:: Task requirements ::
Look through the records below for lines containing the string "person", and report how many there are, nothing else.

*** The data ***

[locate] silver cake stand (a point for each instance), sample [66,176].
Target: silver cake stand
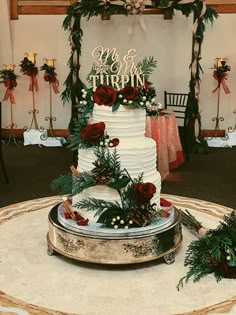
[106,246]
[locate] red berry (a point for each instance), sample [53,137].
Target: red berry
[83,222]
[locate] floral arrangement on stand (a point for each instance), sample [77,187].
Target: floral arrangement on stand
[214,252]
[29,68]
[220,74]
[8,77]
[50,76]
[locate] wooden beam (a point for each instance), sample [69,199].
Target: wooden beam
[224,8]
[43,10]
[13,10]
[60,7]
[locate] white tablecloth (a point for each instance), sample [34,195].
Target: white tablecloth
[228,141]
[34,136]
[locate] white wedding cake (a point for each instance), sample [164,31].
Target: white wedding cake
[117,123]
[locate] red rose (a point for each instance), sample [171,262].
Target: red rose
[83,222]
[130,93]
[105,95]
[144,192]
[115,142]
[147,85]
[93,132]
[10,84]
[48,77]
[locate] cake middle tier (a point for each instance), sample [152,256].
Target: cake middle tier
[127,122]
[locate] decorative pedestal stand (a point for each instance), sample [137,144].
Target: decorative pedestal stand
[50,118]
[12,127]
[109,246]
[34,111]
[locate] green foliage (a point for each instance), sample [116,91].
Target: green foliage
[75,140]
[147,65]
[97,205]
[64,183]
[111,160]
[208,254]
[84,181]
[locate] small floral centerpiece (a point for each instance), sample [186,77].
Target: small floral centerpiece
[220,74]
[50,76]
[8,77]
[214,252]
[135,208]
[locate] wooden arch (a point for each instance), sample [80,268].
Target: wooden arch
[202,14]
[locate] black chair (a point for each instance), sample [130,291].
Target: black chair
[2,164]
[179,104]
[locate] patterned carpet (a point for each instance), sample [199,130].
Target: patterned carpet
[32,282]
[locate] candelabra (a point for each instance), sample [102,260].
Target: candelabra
[51,77]
[28,67]
[220,69]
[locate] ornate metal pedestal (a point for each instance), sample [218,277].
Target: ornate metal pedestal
[115,247]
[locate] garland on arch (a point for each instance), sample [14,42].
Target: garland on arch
[202,14]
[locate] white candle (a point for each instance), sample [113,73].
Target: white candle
[50,62]
[31,57]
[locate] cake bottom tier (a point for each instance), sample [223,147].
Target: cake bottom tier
[117,249]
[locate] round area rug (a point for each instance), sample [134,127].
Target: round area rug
[31,282]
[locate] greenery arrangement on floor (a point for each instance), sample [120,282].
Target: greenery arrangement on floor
[134,209]
[214,252]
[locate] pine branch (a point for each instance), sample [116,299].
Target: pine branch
[82,182]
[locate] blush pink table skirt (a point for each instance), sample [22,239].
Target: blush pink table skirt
[164,130]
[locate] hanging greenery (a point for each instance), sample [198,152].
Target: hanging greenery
[214,253]
[73,84]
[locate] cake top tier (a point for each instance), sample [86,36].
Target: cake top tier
[111,69]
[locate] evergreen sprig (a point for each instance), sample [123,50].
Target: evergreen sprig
[81,182]
[64,183]
[209,254]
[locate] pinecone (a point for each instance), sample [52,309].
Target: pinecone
[101,173]
[142,217]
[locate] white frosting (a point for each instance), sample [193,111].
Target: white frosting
[127,122]
[137,153]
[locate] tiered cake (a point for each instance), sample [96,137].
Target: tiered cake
[118,112]
[114,213]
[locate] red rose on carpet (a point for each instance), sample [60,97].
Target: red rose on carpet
[130,93]
[144,192]
[165,203]
[105,95]
[93,132]
[115,142]
[83,222]
[10,84]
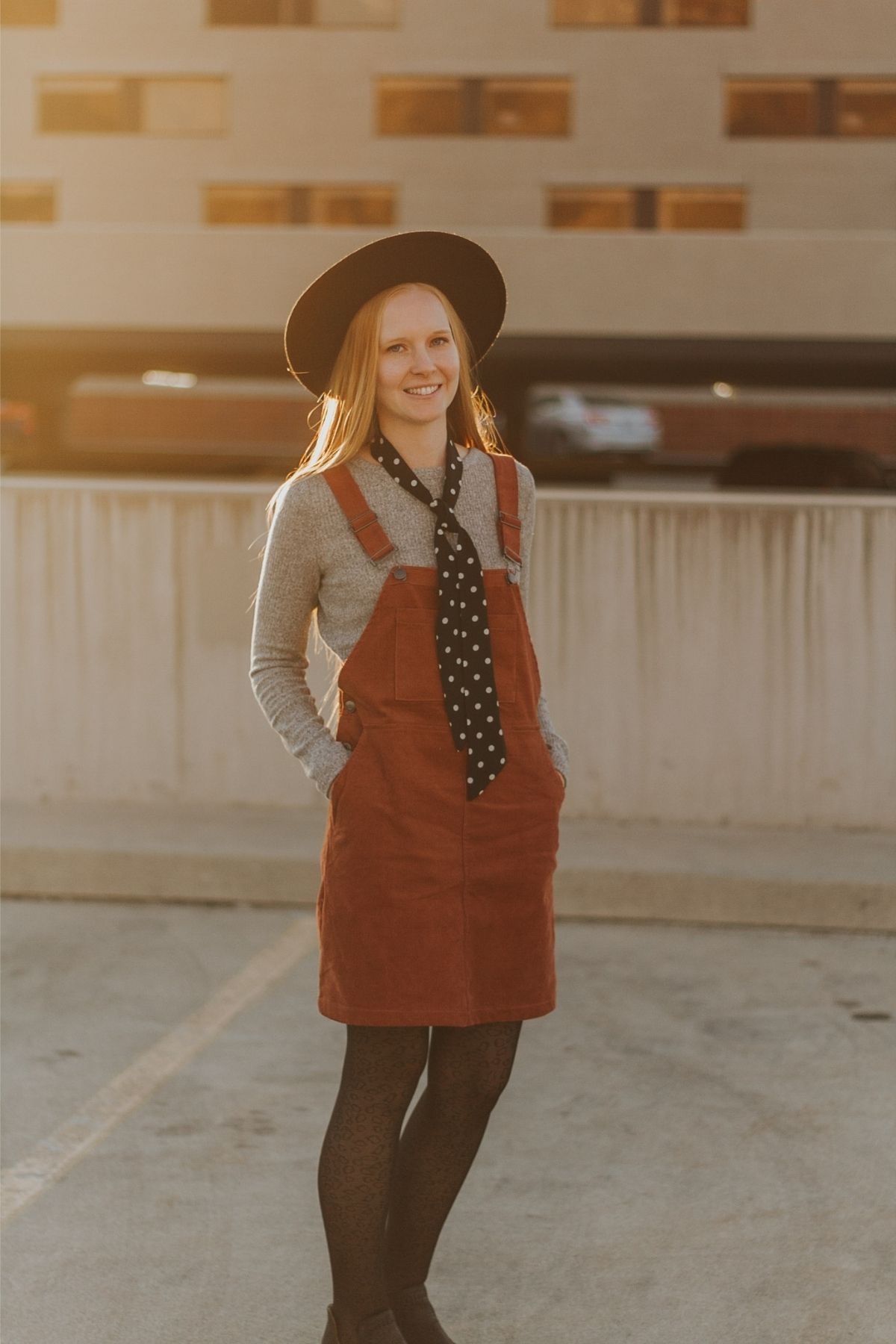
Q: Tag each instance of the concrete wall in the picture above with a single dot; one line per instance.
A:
(709, 658)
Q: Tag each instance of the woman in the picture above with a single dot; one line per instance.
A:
(408, 531)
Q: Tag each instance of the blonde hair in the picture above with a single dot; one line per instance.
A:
(347, 410)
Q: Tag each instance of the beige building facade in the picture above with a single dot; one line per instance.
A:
(645, 171)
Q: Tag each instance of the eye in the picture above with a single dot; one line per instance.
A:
(398, 344)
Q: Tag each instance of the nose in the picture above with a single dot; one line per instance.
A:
(422, 361)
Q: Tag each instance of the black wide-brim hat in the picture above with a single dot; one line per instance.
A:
(460, 268)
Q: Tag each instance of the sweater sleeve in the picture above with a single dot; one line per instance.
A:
(285, 601)
(555, 744)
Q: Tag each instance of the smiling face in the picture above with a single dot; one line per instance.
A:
(418, 363)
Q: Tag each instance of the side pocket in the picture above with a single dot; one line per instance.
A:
(339, 783)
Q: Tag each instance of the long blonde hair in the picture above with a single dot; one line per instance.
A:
(347, 410)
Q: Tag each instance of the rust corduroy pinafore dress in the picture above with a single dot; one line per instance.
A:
(435, 910)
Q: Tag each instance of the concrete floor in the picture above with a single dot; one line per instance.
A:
(695, 1148)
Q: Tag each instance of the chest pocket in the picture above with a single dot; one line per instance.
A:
(417, 665)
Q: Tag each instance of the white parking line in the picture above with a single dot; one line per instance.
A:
(73, 1140)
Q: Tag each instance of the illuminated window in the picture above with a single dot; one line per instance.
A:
(706, 13)
(273, 205)
(867, 108)
(526, 108)
(421, 108)
(700, 208)
(650, 13)
(773, 108)
(597, 208)
(600, 13)
(27, 13)
(321, 13)
(27, 202)
(158, 107)
(473, 107)
(645, 208)
(812, 107)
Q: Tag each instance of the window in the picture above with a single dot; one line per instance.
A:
(421, 108)
(526, 108)
(31, 13)
(433, 107)
(812, 107)
(867, 108)
(284, 205)
(122, 105)
(585, 208)
(647, 208)
(650, 13)
(27, 202)
(321, 13)
(700, 208)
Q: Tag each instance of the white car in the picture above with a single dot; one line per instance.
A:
(579, 420)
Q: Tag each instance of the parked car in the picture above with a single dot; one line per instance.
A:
(567, 420)
(803, 467)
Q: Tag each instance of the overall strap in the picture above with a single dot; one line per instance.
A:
(361, 517)
(508, 494)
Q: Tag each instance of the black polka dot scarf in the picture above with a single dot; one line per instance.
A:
(462, 636)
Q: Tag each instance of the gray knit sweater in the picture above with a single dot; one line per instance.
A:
(314, 561)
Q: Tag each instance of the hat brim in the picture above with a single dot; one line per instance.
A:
(460, 268)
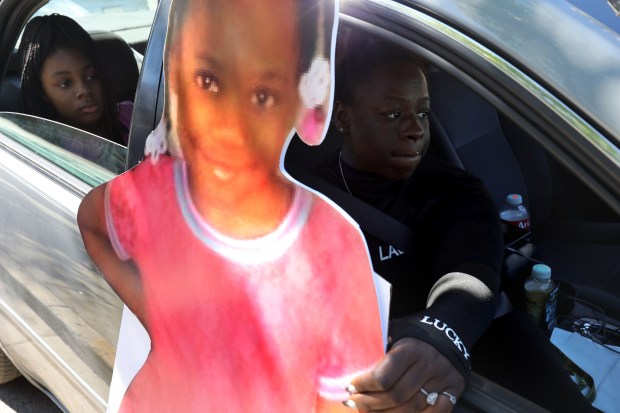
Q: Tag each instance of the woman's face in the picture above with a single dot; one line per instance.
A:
(71, 85)
(235, 76)
(386, 128)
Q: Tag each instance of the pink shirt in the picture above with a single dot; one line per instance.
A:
(265, 324)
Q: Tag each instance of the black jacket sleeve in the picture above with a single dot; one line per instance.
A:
(463, 233)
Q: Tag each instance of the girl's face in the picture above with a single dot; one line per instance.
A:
(71, 85)
(234, 71)
(387, 129)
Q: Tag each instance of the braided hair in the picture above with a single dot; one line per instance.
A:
(43, 36)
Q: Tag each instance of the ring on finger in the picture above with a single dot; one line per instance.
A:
(450, 396)
(431, 398)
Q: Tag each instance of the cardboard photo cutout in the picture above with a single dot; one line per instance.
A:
(245, 291)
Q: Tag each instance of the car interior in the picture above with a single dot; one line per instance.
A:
(572, 230)
(118, 57)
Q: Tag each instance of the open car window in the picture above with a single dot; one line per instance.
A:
(91, 159)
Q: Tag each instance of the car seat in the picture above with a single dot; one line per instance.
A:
(120, 63)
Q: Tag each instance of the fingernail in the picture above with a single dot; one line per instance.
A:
(350, 404)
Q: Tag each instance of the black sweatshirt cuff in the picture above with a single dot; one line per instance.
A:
(435, 332)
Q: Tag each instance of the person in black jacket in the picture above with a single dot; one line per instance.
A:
(445, 312)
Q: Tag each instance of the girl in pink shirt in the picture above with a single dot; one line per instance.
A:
(252, 289)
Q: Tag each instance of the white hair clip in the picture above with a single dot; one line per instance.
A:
(156, 143)
(314, 84)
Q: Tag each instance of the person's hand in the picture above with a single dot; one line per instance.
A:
(398, 383)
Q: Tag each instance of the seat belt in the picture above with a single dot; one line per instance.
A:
(370, 219)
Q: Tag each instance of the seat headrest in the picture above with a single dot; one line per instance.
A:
(120, 63)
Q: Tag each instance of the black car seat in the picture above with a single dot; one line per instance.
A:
(9, 89)
(120, 63)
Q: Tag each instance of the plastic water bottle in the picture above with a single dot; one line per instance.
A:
(515, 217)
(541, 295)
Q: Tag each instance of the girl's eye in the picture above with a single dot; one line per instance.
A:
(263, 98)
(207, 82)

*** End of The data ***

:: Answer space ::
2